▽

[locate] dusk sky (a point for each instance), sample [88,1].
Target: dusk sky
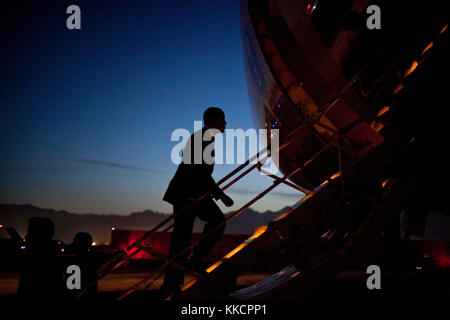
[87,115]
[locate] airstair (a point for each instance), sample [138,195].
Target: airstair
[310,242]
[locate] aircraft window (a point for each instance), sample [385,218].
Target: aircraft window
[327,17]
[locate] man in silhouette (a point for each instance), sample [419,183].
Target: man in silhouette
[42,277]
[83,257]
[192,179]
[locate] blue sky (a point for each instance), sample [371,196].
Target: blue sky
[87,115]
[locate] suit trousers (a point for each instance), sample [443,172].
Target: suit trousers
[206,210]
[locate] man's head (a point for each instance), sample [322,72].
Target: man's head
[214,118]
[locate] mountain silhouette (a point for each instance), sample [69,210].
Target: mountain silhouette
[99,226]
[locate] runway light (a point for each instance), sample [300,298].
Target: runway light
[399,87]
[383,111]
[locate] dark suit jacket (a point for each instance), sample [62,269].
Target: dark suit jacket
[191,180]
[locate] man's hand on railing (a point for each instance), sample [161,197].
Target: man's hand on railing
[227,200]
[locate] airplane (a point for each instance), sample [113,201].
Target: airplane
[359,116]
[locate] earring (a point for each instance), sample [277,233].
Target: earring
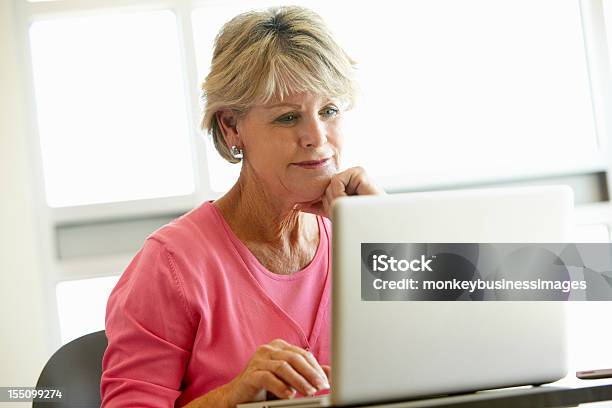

△

• **Prompt**
Counting only lines that contain the word "earring", give the number found in the data, and nothing else.

• **Response to the exercise**
2